- [Exercise set]
**A.** According to the film review excerpt about Oblivion, what is the name of the red-headed woman with a British accent?
**B.** Extract every line of the records that contains the string "cloud".

- [Quoted text]
#####
Then, there are the stories about a post apocalyptic world in the not too distant future due to a war between ourselves or against aliens or robots (or all of these somehow combined).

Oblivion takes us to the latter kind of story. A quick spoken, somewhat philosophical exposition by Tom Cruise‘s character Jack Reacher Harper flashes through the daily routine of dreaming about a Bond Girl he met in New York then waking up next to, showering with and eating breakfast with an impeccably dressed red headed woman with a British accent named Victoria. Who’s not a Bond Girl.
#####
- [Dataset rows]
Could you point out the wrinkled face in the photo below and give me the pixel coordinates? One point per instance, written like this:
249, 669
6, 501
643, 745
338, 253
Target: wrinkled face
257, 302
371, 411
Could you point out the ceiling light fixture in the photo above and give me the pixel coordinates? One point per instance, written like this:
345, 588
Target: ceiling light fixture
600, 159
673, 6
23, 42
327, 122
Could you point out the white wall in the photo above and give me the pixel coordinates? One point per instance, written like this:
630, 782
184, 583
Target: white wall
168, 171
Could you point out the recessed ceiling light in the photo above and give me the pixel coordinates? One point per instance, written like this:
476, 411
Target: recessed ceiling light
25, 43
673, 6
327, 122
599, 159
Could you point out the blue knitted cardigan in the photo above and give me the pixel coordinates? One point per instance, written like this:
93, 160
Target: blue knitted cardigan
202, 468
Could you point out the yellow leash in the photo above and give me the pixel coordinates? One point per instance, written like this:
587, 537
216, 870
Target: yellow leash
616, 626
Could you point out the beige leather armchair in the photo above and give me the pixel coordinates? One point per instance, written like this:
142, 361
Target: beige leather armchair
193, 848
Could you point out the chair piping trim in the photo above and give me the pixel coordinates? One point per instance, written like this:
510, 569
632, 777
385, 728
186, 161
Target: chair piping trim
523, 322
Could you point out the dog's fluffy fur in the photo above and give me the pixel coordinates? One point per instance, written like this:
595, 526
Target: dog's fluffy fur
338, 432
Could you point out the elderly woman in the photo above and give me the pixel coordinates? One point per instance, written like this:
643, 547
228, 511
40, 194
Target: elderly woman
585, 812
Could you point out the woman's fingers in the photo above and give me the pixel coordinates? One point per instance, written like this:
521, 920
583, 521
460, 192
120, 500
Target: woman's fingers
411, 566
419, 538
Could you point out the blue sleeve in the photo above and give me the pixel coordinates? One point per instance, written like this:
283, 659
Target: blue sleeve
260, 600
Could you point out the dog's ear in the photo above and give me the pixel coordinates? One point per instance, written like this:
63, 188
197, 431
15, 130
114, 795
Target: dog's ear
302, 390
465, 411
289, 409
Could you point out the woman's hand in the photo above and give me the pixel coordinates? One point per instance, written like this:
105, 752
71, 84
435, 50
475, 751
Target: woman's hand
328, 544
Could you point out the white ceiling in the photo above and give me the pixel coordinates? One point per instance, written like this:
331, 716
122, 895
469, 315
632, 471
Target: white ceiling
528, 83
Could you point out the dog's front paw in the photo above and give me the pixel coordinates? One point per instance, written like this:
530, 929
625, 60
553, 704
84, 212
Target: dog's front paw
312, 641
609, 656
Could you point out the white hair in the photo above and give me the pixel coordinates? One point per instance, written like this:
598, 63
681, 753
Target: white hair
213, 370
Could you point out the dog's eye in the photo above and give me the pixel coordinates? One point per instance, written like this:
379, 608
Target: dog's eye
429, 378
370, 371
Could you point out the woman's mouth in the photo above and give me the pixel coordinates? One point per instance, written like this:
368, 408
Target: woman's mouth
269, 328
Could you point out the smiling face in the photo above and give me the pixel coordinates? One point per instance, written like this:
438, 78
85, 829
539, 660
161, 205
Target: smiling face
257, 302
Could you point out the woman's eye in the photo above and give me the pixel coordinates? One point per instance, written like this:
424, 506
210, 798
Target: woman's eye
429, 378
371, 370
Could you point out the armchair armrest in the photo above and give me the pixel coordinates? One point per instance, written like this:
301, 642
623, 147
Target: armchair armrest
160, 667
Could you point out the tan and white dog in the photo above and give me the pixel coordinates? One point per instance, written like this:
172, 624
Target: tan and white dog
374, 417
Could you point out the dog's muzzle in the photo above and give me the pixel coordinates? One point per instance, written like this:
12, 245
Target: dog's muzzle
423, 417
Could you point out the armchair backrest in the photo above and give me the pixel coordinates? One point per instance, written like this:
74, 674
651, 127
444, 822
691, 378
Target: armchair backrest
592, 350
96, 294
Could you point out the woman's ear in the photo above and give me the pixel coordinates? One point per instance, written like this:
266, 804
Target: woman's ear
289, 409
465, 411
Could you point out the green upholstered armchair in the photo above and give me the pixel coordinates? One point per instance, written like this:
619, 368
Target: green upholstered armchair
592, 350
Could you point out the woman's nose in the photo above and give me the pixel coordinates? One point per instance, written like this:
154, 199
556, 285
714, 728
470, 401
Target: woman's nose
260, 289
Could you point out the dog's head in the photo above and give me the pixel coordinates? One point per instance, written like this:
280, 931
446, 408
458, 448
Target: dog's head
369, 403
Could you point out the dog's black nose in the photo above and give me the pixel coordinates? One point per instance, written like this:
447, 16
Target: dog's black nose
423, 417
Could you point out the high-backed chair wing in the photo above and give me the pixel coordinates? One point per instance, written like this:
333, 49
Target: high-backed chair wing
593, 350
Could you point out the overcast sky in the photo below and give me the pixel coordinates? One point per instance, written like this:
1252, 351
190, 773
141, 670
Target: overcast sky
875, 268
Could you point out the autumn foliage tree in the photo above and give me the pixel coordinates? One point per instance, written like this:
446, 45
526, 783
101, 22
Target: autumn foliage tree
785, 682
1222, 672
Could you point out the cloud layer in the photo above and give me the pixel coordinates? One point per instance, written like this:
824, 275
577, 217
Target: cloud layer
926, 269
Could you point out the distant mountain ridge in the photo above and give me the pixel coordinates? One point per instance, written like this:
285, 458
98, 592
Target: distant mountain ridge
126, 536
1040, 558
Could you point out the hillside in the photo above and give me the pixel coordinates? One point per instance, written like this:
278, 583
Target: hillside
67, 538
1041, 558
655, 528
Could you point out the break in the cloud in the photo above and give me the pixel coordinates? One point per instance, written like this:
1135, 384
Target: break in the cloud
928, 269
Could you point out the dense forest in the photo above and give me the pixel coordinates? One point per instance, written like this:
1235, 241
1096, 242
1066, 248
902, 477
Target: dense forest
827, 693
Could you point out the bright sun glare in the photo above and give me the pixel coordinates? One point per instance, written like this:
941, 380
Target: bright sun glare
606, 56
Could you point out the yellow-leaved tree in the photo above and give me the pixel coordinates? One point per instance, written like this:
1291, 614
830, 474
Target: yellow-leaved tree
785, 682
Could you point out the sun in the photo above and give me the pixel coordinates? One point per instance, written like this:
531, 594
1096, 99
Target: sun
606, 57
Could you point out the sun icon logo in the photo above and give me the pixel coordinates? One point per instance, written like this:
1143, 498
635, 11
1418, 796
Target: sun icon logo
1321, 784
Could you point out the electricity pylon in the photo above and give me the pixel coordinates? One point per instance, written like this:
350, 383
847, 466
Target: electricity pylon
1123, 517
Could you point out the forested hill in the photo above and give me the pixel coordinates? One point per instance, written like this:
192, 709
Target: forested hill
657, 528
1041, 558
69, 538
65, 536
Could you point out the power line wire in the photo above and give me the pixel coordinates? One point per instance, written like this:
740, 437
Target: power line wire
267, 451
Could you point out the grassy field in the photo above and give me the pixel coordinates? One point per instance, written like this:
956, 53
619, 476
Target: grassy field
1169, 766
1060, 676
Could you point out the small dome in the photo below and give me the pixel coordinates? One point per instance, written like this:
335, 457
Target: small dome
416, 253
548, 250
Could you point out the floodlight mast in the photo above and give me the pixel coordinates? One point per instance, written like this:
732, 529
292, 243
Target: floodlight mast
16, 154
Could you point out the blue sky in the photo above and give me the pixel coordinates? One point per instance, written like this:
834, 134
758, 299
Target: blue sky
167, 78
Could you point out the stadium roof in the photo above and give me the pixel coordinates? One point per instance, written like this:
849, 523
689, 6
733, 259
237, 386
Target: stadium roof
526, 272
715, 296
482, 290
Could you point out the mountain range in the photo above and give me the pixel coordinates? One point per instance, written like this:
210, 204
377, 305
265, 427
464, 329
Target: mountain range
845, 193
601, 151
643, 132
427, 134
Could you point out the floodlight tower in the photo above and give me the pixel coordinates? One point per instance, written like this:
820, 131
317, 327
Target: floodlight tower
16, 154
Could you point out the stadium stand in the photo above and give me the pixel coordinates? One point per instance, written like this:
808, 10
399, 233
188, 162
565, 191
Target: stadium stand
#####
- [Exercise results]
**A.** Victoria

**B.**
Could you point out the cloud layer in the photo above and give me the pixel coordinates? One point per instance, written like this:
Target: cloud layer
Could you point out the break in the cloud in the photo above and give me the pixel coordinates? One point per instance, written like this:
Target: break in the cloud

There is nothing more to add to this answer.